>>>
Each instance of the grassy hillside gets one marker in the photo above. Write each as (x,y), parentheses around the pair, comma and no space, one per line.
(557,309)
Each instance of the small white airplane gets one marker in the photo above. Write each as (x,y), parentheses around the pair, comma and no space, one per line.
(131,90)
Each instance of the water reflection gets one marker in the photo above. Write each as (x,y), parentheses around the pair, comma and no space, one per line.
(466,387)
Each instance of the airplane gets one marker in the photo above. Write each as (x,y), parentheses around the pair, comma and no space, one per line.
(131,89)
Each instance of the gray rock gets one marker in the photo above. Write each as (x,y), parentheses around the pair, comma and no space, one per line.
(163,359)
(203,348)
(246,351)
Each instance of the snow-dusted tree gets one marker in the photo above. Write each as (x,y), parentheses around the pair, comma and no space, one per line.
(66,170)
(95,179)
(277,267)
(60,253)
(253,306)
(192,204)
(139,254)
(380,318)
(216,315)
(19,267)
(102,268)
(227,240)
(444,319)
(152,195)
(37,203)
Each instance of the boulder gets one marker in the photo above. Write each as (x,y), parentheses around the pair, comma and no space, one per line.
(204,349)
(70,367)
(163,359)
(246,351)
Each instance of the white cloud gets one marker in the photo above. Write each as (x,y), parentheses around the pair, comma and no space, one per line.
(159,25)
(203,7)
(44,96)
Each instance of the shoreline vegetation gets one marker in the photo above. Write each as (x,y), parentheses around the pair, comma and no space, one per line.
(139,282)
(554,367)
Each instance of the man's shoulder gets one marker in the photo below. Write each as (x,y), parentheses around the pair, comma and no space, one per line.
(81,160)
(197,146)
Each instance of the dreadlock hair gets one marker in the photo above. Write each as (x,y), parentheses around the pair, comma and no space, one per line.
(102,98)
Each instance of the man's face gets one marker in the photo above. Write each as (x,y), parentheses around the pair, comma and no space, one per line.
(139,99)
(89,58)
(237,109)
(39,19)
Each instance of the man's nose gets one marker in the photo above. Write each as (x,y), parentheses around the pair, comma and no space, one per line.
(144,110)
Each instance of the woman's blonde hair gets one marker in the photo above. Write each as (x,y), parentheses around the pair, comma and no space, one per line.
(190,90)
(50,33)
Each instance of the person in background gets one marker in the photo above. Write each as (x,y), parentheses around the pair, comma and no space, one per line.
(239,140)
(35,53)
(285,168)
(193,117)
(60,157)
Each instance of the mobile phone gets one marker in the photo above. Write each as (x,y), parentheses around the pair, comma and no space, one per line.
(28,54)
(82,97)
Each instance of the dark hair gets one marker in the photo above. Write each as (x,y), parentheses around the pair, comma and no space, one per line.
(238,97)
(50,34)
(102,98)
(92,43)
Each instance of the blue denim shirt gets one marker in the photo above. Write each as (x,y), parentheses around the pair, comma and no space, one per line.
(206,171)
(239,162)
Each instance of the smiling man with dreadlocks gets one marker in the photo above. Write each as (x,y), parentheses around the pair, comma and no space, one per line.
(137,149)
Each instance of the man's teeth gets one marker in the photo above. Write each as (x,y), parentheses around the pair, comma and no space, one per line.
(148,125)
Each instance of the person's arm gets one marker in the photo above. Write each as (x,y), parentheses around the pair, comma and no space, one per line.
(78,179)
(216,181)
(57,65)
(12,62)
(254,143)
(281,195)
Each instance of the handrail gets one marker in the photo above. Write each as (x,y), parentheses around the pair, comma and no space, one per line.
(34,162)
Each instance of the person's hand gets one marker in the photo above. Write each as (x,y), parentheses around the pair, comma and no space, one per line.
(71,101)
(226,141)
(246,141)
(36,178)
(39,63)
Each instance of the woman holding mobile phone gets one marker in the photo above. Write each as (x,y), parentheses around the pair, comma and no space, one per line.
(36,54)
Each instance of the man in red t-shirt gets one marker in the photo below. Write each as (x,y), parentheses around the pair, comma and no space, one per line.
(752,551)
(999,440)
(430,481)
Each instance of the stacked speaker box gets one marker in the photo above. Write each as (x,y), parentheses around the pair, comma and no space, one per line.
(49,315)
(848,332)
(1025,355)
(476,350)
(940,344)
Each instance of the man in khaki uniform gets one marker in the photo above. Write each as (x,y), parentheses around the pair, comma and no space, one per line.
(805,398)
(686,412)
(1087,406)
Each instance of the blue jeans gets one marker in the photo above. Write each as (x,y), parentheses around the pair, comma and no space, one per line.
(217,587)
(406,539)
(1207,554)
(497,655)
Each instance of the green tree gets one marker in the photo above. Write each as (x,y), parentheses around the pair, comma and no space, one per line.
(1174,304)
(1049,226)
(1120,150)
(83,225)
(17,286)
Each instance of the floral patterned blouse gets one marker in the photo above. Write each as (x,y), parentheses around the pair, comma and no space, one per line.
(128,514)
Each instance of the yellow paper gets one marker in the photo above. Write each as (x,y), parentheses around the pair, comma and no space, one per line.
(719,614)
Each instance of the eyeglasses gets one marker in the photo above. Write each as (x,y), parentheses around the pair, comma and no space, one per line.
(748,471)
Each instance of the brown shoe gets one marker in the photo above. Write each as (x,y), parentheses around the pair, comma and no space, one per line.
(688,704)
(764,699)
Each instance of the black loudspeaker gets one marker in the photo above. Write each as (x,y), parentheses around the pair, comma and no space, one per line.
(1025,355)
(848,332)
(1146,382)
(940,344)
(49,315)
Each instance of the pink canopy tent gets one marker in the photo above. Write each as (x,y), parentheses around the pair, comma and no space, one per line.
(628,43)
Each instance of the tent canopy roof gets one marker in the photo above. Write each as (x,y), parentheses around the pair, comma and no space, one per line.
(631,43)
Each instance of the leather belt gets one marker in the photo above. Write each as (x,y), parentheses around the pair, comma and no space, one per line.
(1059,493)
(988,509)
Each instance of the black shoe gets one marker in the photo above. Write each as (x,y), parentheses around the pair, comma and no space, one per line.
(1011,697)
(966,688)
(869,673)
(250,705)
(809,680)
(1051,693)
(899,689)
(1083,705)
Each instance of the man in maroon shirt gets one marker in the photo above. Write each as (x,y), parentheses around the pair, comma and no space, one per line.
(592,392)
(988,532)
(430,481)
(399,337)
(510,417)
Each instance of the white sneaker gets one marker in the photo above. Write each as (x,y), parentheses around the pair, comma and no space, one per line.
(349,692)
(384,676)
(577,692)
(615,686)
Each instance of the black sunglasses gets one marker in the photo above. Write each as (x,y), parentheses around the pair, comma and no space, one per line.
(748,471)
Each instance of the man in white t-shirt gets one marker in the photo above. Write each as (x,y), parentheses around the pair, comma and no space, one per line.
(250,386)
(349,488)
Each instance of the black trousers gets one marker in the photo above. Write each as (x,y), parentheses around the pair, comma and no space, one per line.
<<<
>>>
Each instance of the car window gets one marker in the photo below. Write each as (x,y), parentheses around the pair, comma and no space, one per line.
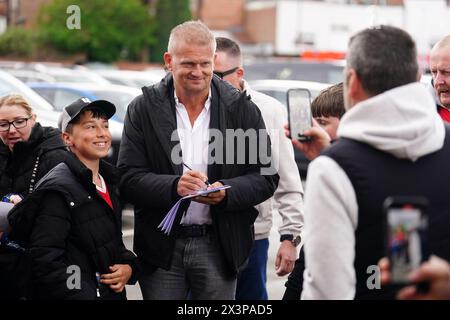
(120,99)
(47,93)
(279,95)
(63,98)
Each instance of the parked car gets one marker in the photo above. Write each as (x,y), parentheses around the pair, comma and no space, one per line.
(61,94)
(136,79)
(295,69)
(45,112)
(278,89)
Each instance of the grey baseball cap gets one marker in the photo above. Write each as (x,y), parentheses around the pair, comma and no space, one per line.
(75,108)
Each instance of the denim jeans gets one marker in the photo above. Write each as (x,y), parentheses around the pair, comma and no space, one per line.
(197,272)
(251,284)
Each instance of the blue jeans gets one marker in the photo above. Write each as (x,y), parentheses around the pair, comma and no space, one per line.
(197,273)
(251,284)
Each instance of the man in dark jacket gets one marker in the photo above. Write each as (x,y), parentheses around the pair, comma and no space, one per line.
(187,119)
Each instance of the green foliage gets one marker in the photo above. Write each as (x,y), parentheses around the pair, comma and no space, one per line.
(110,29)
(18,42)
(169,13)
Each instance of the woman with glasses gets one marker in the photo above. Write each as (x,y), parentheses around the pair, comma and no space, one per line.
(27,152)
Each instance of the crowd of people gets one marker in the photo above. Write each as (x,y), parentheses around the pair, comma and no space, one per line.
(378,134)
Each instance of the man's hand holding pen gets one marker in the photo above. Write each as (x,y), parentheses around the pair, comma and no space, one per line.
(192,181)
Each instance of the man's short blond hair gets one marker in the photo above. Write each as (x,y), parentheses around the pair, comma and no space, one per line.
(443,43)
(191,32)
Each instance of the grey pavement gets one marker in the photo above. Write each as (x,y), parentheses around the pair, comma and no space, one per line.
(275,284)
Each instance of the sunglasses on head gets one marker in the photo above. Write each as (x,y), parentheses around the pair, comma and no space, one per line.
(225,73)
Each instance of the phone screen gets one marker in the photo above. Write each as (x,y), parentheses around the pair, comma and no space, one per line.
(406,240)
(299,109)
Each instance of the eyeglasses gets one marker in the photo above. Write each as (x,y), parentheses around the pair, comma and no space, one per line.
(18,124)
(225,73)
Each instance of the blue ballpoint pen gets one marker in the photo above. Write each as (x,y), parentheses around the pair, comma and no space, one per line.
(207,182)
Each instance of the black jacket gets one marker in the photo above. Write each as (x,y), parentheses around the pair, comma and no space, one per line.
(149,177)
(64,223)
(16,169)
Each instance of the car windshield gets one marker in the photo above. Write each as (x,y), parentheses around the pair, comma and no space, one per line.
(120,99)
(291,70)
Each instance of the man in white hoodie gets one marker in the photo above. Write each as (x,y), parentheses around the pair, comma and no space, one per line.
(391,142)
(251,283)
<<<
>>>
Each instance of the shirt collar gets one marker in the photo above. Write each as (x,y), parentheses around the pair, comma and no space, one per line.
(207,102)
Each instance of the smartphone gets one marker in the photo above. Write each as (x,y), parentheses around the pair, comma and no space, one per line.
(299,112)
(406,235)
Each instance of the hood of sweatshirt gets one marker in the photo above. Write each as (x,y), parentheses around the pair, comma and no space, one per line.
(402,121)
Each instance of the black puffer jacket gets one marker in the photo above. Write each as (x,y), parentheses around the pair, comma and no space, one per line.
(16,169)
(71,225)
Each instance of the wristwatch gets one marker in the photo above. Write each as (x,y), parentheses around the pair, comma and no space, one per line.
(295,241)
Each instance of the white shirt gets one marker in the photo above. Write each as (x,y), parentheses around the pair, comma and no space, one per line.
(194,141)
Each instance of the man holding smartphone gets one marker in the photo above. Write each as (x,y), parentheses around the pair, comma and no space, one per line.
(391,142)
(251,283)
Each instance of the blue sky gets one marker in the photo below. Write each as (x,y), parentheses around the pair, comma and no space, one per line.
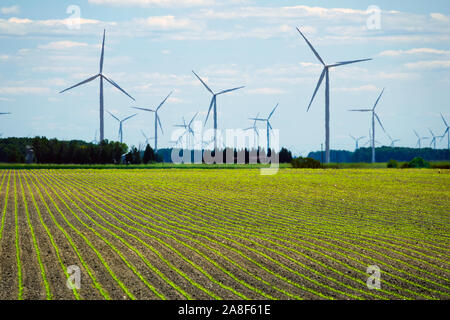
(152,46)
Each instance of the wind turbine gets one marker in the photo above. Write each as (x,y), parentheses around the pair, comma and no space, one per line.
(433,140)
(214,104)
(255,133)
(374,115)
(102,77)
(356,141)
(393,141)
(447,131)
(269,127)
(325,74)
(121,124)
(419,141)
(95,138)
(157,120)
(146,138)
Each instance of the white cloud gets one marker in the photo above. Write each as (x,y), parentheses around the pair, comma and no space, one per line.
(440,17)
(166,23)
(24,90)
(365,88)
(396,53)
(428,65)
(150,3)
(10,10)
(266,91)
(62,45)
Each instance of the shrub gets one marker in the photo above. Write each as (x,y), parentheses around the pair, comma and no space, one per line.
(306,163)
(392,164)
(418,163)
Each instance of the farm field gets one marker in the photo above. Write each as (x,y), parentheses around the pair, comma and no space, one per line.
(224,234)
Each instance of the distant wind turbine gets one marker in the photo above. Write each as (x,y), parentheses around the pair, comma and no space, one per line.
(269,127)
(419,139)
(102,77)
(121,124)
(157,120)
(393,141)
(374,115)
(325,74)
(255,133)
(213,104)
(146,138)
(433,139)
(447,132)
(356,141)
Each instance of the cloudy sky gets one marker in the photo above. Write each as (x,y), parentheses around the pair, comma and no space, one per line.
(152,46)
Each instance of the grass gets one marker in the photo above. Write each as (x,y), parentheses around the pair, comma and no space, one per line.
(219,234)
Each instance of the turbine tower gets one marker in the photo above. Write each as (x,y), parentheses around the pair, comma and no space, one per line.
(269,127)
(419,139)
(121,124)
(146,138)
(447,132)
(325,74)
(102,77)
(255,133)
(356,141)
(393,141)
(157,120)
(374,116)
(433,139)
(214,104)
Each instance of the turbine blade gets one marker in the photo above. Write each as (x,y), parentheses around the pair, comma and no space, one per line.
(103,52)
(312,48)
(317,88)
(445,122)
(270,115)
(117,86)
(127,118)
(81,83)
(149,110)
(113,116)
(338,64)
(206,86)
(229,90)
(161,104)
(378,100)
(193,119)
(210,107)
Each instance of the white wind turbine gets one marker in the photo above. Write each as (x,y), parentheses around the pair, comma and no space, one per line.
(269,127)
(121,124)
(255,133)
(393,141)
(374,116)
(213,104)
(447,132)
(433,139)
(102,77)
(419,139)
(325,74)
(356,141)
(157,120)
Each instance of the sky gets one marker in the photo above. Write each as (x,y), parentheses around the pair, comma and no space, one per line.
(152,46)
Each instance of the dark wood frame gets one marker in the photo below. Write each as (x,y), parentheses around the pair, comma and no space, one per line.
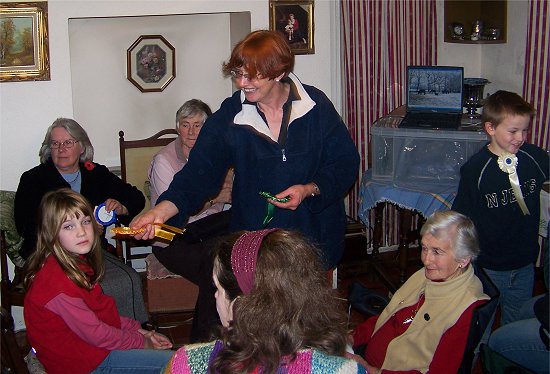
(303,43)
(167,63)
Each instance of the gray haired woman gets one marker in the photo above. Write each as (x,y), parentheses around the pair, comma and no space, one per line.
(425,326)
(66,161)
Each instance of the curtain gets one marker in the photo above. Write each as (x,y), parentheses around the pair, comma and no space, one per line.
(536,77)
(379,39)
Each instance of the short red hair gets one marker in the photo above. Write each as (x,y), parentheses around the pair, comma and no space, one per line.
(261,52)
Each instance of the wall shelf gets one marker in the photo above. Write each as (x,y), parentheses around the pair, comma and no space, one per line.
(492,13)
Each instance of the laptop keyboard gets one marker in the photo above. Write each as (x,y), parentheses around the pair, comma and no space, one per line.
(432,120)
<<<
**Objective:**
Can you write out again, word for word, the lines from the one containing "Each instance of the black sunglasses" through the one containing "Each instance of the black trousers", with both of those lines included?

**Answer to the exercise:**
Each instance of the black sunglasses gets one marker in the photo above. Write each as (x,y), parentheses around the pair, comma and no space, one per line.
(748,471)
Each instance of the man in white t-shirt gets one marker in the photo above. Write each as (x,y), parentheses around the pair, comma and no space, one per line.
(250,386)
(349,488)
Each instance of the black trousers gets one marker in the photo above. Write each as (x,y), parentheses around the pair, comma and no space, one per line.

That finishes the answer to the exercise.